» EXERCISE DETAILS
Switch every "place a marker on" in the records below to "put a dot on", and write all the lines out again with nothing else changed.

═══ LISTED ENTRIES ═══

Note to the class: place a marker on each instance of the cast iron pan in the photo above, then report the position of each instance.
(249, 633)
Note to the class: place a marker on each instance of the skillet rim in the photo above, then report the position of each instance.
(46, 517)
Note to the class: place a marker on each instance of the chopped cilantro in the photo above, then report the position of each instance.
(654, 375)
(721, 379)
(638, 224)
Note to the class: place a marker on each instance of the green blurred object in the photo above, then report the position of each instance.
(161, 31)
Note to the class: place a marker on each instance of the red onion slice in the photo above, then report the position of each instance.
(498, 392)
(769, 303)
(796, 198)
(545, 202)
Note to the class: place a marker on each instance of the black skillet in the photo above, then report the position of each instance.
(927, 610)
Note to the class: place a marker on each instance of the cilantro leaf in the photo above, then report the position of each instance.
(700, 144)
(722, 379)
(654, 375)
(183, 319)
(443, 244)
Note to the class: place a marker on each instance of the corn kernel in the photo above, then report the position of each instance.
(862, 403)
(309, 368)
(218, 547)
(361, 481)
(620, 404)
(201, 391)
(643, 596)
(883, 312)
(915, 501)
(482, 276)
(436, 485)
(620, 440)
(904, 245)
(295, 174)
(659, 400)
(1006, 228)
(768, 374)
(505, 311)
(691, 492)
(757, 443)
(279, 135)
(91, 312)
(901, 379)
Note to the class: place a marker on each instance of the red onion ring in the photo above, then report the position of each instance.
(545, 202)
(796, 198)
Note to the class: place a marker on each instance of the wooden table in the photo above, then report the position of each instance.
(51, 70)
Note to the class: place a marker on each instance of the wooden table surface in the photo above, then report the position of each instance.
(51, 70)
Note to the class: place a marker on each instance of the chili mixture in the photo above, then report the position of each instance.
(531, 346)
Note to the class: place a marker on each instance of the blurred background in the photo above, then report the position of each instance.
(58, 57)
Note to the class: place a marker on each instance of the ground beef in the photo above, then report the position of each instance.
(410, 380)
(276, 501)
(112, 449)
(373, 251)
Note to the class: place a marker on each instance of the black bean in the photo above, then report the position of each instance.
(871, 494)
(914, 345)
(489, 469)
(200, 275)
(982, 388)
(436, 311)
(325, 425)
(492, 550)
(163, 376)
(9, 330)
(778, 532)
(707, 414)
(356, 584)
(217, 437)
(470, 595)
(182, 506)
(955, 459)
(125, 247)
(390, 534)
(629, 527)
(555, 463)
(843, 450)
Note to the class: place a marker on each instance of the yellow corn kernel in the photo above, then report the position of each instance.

═══

» RESULT OF THIS EXERCISE
Note to the class: put a dot on each instance of the cast iron pan in the photo above, then report the position of each instance.
(249, 633)
Note to the class: put a dot on each instance of the skillet rim in the photo above, then report the position of each instance.
(46, 517)
Note to the class: put a dot on each instance of the chopped cilantro in the photo above, then report the position of each instance.
(654, 375)
(721, 379)
(638, 224)
Note to the class: put a dot on each instance of the green blurred object in the photo above, then report the position of each instance.
(161, 31)
Note to the class: put a dot on each instance of the red onion slice in the photo above, then report the position of each instance.
(498, 392)
(769, 303)
(796, 198)
(545, 202)
Note to the class: put a dot on each instance of the black skillet in the photo above, then report the position of each instance.
(927, 610)
Note to the class: put a dot on each instance of the cilantro leaf in the photo above, then report the position of each instance.
(700, 144)
(722, 379)
(654, 375)
(183, 319)
(443, 244)
Note to the class: put a dot on each instance of the corn kernel in the photo above, then report the position of each instance.
(862, 403)
(309, 368)
(218, 547)
(361, 481)
(620, 404)
(201, 391)
(643, 596)
(883, 312)
(915, 501)
(482, 276)
(436, 485)
(620, 440)
(904, 245)
(295, 174)
(659, 400)
(1006, 228)
(768, 374)
(505, 311)
(691, 492)
(757, 443)
(279, 135)
(91, 312)
(901, 379)
Note to the class: put a dot on each instance of the red onion ring in the photo above, then report the position of each instance.
(545, 202)
(796, 198)
Note to the class: put a dot on each instance of the wooden table in the photo above, then report the position of each instance.
(51, 70)
Note to the class: put a dot on each instance of the wooden table surface in the photo above, then report the position of each instance.
(51, 70)
Note to the class: put a dot on each instance of the chili mixture in the photo above, then report the position of each instance.
(531, 346)
Note to the class: put a dot on each instance of the blurred background in the photo above, then report the position of each instance.
(58, 57)
Note to the class: put a dot on each instance of the ground beef in the photo above, then report the position of each instance.
(410, 380)
(276, 501)
(112, 449)
(373, 251)
Note to the class: put a dot on each instance of the black bean in the photo above, then report the position of each instance.
(871, 494)
(914, 345)
(489, 469)
(200, 275)
(982, 388)
(436, 311)
(325, 425)
(492, 550)
(163, 376)
(9, 330)
(778, 532)
(707, 414)
(356, 584)
(217, 437)
(470, 595)
(182, 506)
(955, 459)
(125, 247)
(390, 534)
(629, 527)
(555, 463)
(843, 450)
Note to the class: put a dot on each instance of the yellow corn kernel in the photo above, then report the position of each instance.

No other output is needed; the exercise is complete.